SOURCE EXTRACT

*** Block opens ***

Auditing is the collection of data that provides a record of security-related system events. This data can then be used to assign responsibility to actions that take place on a host. Successful auditing starts with two security features: identification and authentication. At login, after a user supplies a user name and password, a unique audit ID is associated with the user's process. The audit ID is inherited by every process that is started during the login session. Even if a user changes identity (see the su(1M) man page), all user actions are tracked with the same audit ID.
Auditing makes it possible to do the following:
Monitor security-relevant events that take place on the host
Record the events in a network-wide audit trail
Detect misuse or unauthorized activity
Review patterns of access, and see the access histories of individuals and objects
Discover attempts to bypass the protection mechanisms
Discover extended use of privilege that occurs when a user changes identity
During system configuration, you select which activities to monitor. You can also fine-tune the degree of auditing that is done for individual users.
After audit data is collected, audit-reduction and interpretation tools allow you to examine interesting parts of the audit trail. For example, you can choose to review audit records for individual users or groups, to examine all records for a certain type of event on a specific day, or to select records that were generated at a certain time of day.

*** Block closes ***

MATERIAL SUPPLIED
*** Block opens ***

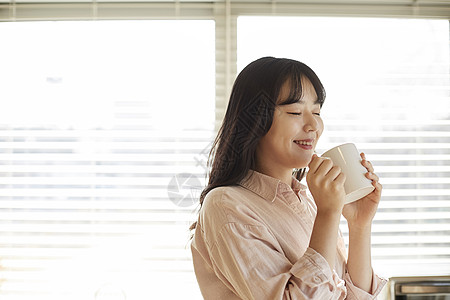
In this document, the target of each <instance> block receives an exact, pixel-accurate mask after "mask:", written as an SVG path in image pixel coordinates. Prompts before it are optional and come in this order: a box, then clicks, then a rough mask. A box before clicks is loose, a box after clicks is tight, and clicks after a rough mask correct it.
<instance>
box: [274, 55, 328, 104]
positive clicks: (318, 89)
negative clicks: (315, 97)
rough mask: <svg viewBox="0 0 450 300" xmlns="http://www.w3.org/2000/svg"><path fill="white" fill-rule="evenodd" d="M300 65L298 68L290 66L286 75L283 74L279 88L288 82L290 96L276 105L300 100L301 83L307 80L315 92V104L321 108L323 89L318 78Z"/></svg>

*** Block closes ***
*** Block opens ***

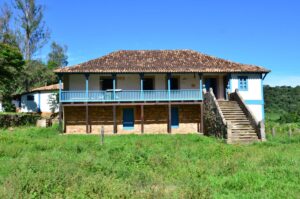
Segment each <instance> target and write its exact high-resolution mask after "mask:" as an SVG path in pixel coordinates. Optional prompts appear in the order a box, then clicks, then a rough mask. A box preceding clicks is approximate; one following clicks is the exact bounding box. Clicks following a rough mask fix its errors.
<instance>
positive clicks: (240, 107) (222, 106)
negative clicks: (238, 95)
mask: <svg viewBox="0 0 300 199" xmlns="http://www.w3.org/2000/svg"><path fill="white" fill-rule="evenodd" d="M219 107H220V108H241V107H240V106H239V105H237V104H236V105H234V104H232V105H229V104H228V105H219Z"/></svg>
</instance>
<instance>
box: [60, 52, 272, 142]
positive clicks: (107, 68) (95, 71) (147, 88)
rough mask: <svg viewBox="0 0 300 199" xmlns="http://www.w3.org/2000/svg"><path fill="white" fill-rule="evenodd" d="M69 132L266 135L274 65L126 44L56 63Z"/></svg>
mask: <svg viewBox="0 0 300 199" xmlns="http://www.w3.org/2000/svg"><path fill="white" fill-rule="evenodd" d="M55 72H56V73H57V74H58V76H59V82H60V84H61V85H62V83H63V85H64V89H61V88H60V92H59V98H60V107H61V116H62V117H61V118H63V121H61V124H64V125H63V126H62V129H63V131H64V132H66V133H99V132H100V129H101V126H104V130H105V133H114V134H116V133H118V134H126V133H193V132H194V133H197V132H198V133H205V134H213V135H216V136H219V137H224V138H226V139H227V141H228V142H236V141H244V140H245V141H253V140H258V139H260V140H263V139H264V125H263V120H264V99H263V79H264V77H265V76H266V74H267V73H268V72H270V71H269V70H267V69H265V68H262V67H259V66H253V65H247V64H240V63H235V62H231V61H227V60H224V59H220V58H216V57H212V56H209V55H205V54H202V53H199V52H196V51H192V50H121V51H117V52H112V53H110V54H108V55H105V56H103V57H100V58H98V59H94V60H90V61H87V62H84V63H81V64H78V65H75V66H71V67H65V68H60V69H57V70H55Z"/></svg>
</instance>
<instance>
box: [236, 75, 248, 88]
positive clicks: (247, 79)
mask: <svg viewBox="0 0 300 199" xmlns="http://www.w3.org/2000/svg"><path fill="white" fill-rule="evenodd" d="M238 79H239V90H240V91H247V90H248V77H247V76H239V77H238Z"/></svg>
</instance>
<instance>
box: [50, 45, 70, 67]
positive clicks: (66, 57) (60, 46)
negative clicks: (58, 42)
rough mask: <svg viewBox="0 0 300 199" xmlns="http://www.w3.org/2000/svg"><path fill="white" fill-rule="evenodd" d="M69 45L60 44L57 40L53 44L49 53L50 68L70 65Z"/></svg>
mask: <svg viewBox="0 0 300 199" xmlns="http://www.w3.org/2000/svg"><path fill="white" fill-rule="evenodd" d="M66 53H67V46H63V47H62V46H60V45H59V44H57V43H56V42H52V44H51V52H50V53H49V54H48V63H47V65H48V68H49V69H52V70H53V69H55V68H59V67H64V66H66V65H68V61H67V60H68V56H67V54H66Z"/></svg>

*** Block closes ***

WORK INSTRUCTION A
Could you give the auditing text again, starting with "Auditing is the" and going on through "same audit ID.", with "audit ID" renamed to "audit identifier"?
WORK INSTRUCTION B
Can you go on with the auditing text from where it stops?
The records have no connection to the auditing text.

ANSWER BOX A
Auditing is the collection of data that provides a record of security-related system events. This data can then be used to assign responsibility to actions that take place on a host. Successful auditing starts with two security features: identification and authentication. At login, after a user supplies a user name and password, a unique audit identifier is associated with the user's process. The audit identifier is inherited by every process that is started during the login session. Even if a user changes identity (see the su(1M) man page), all user actions are tracked with the same audit identifier.

ANSWER BOX B
How Is Auditing Related to Security?
Securing a computer system, especially a system on a network, involves mechanisms that control activities before system or user processes begin, that monitor activities as they occur, and that report activities after they have happened. While the setting up of auditing requires that parameters be set before users log in or machine processes begin, most auditing activities involve monitoring current events and reporting those events that meet the specified parameters.
Auditing cannot prevent hackers from unauthorized entry. However, auditing can report, for example, that a specific user performed specific actions at a specific time and date, and can identify the user by entry path and user name. Such information can be reported immediately to your terminal and to a file for later analysis. Thus, auditing provides data that helps you determine both how system security was compromised and what loopholes need to be closed to ensure the desired level of security.